Task brief: Extract every line of the records below that contains the string "light", matching case exactly.

Data lines:

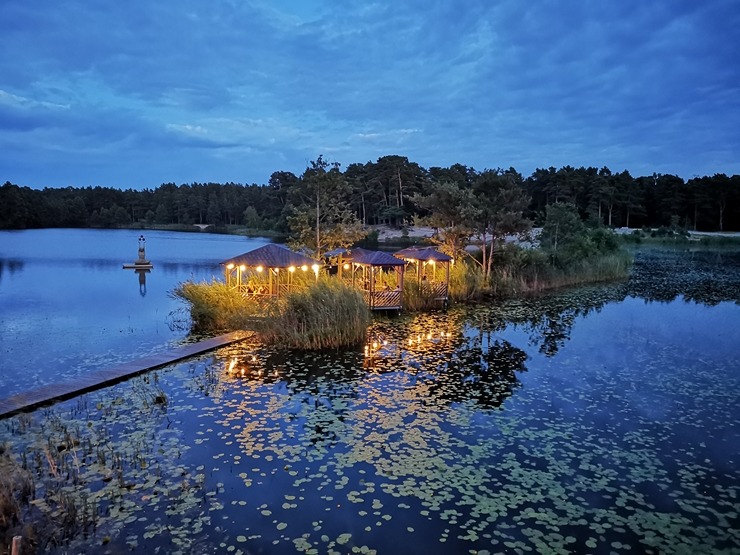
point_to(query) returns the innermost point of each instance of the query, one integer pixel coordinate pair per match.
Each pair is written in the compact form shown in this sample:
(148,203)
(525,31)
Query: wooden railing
(383,300)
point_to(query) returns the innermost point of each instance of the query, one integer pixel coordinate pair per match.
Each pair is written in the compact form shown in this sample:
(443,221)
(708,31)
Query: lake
(67,307)
(600,419)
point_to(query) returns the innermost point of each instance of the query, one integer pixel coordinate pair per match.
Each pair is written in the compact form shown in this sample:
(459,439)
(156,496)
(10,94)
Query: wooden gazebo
(378,275)
(267,270)
(432,270)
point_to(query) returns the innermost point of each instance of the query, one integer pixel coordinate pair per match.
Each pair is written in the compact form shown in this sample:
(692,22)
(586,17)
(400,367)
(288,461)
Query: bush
(216,307)
(328,314)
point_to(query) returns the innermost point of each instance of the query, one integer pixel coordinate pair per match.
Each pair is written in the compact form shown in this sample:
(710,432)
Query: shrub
(329,314)
(216,307)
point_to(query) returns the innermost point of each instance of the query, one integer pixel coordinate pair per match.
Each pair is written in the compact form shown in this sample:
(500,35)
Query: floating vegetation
(571,423)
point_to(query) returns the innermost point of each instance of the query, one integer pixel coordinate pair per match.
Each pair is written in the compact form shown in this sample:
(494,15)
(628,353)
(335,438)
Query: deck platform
(96,380)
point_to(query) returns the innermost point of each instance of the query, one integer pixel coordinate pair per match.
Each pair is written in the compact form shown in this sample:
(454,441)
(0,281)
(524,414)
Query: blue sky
(136,93)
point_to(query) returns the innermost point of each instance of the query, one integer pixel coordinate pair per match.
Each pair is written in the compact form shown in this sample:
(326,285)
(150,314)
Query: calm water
(596,420)
(68,307)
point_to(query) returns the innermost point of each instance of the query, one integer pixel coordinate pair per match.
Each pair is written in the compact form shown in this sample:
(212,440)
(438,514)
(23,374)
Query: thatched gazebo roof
(425,254)
(365,257)
(270,256)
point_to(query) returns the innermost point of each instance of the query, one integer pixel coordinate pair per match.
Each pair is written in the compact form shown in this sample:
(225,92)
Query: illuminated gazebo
(378,275)
(432,270)
(267,271)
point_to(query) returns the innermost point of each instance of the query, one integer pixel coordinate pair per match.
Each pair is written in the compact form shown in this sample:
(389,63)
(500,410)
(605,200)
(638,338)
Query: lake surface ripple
(595,420)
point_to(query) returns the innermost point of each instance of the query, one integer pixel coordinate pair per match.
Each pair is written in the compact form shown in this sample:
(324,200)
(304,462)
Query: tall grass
(518,270)
(217,307)
(327,315)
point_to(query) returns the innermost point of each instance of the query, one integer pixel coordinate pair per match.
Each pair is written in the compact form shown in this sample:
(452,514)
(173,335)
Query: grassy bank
(321,315)
(520,271)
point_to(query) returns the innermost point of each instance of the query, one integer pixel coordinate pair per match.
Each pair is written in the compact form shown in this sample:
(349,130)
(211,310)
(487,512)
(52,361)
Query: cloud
(255,87)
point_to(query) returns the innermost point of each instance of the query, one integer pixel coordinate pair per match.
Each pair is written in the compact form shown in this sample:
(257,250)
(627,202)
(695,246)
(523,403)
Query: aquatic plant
(216,307)
(327,315)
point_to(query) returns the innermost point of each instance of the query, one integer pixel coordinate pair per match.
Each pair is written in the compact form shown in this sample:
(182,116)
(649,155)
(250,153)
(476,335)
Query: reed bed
(327,315)
(216,307)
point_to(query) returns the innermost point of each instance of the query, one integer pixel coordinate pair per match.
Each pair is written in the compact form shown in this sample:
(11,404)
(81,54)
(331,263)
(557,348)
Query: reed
(326,315)
(521,271)
(217,307)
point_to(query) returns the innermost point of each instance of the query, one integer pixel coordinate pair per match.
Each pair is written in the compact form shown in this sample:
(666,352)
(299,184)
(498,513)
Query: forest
(393,191)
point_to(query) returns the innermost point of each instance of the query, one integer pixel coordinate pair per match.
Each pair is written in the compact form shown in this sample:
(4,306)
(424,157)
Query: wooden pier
(96,380)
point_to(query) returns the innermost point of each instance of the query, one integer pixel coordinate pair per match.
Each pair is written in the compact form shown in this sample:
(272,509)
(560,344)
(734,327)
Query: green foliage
(467,281)
(327,315)
(567,239)
(320,215)
(216,307)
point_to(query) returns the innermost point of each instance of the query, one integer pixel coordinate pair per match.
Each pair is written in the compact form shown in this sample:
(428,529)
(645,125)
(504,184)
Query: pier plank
(49,394)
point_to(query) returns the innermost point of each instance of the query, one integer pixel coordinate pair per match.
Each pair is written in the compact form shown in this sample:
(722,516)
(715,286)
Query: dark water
(596,420)
(68,307)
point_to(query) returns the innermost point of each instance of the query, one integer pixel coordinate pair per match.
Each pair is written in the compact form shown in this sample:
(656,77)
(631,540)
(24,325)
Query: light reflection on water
(68,307)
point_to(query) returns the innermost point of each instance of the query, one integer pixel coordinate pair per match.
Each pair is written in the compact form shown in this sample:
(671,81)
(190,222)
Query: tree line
(393,191)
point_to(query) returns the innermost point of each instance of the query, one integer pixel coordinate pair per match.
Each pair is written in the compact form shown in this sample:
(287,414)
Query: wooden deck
(95,380)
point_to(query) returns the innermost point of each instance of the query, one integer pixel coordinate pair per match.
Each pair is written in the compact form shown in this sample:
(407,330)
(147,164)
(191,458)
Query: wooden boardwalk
(95,380)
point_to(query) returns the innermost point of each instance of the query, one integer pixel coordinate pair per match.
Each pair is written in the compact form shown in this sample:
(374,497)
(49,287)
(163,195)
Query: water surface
(595,420)
(67,306)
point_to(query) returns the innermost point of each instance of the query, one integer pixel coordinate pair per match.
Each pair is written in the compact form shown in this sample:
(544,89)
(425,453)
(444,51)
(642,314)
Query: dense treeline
(383,192)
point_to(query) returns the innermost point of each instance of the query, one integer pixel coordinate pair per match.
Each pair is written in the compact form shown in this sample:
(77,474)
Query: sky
(136,93)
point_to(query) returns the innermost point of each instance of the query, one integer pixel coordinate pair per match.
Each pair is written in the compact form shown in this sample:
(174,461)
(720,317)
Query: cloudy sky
(136,93)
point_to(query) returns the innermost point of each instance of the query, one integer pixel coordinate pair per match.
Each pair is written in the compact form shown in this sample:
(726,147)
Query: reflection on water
(592,420)
(67,307)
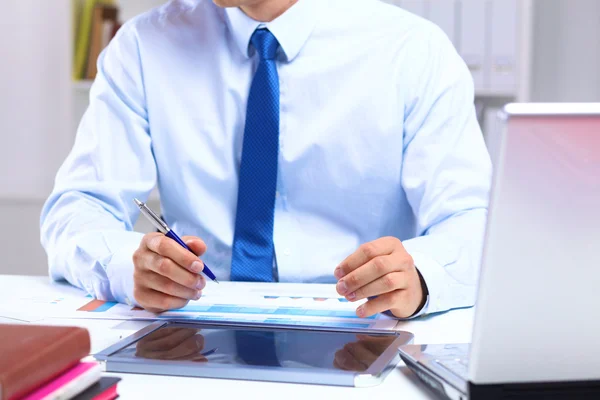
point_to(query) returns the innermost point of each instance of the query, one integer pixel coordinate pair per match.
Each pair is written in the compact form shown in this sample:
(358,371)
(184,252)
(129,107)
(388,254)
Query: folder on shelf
(472,38)
(84,12)
(105,23)
(503,50)
(443,14)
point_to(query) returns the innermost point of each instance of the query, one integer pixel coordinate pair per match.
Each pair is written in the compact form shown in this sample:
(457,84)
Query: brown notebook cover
(31,355)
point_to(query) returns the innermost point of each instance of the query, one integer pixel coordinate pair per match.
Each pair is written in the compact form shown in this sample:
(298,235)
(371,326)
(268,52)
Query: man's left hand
(384,271)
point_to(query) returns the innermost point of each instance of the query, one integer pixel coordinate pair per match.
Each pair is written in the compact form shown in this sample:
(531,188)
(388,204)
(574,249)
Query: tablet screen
(260,347)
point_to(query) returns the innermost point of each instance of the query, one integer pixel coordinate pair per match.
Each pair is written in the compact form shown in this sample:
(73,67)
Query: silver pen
(164,229)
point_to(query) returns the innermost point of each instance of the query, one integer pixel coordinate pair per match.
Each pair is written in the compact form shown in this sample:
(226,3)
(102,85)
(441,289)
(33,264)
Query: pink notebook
(70,383)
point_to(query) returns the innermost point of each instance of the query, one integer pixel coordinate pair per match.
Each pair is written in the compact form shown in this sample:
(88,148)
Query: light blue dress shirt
(378,138)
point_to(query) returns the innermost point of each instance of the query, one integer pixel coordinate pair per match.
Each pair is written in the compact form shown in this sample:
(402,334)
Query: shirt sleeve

Exercise solution:
Query: light reflection on water
Query: light blue dress shirt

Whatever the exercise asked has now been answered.